*** Source data ***

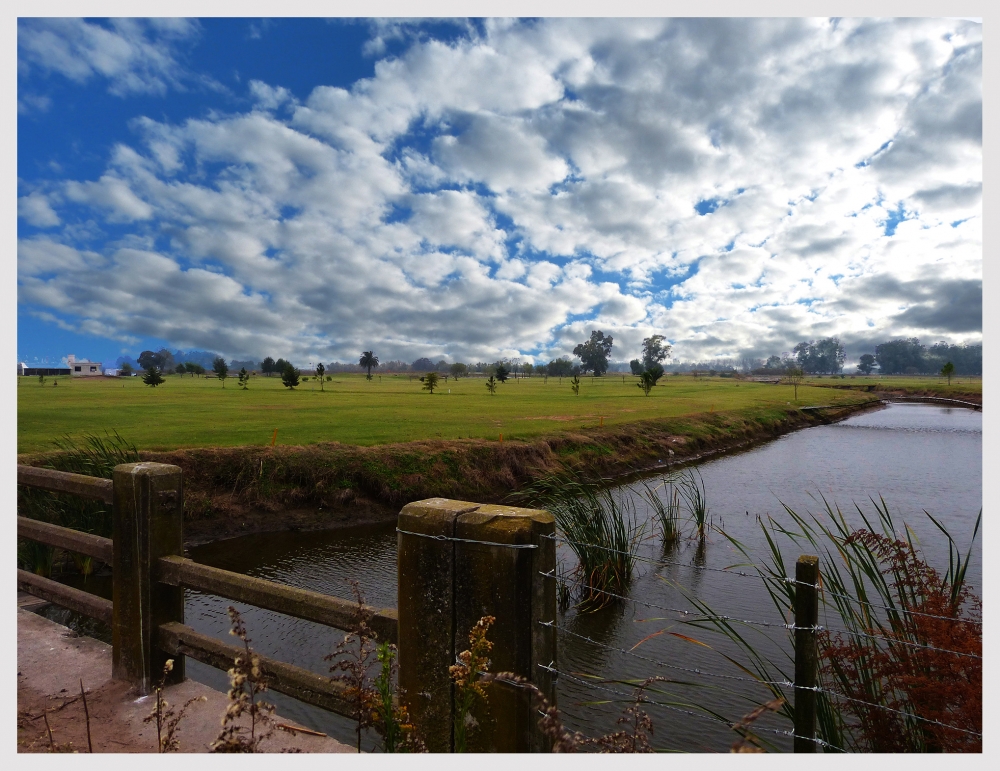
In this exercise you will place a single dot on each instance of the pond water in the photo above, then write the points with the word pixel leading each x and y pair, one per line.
pixel 915 456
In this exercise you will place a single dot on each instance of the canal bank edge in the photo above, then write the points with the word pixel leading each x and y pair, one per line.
pixel 231 491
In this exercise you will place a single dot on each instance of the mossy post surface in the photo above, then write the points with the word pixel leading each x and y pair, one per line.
pixel 491 564
pixel 148 524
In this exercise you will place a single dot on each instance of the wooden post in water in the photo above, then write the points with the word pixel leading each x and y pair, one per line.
pixel 458 562
pixel 806 619
pixel 147 524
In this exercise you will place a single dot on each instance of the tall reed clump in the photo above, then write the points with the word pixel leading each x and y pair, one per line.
pixel 600 527
pixel 902 670
pixel 93 456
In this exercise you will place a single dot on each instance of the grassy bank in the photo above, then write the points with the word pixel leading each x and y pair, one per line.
pixel 190 412
pixel 231 490
pixel 969 389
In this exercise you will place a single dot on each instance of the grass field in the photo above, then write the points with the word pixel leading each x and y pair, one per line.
pixel 199 412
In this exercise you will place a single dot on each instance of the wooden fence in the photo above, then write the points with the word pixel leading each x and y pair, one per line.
pixel 458 561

*** End of Source data ***

| What you need to do |
Write out each entry exactly, images excluded.

| Completed exercise |
In this exercise you will place a single dot on each instance of the pond water in the photo above, then write the points with the word pixel leading each x and y pair, one per line.
pixel 915 456
In this exercise you will place a single dot on each instance of the canal bank edge in the photo above, then write the points with the word pixel leading each x and y pair, one per line.
pixel 231 491
In this exercise you will place a single dot on each instance of the mossy post surface in the photo above, then write the points with the word pixel leading each x and y pair, one per line.
pixel 491 564
pixel 148 524
In this exercise you will place a single dot on each instance of the wooden post in water in the photo above, then write the points with the word pixel leading each x and y pair, one per line.
pixel 458 562
pixel 806 619
pixel 147 524
In this exercise you will place a single dot on each instance of the tall reed clump in the photo above, then write the points with the word pixel leading each x and y pair, one per line.
pixel 600 527
pixel 902 670
pixel 93 456
In this exercise you will place a single dot on each instance of the grassy bank in the photo above, then write the points with the word pixel leading each x and y pair, one per line.
pixel 190 412
pixel 231 490
pixel 969 389
In this exercise you will place a single dot on each instance of the grass field in the photo above, then write the points with the word pixel leading each x and y pair, one per line.
pixel 199 412
In this exercise you will place a single dot on each instance of the wooden fence in the photo above, then write the points with the word pixel leading each x and y pair, one per line.
pixel 458 561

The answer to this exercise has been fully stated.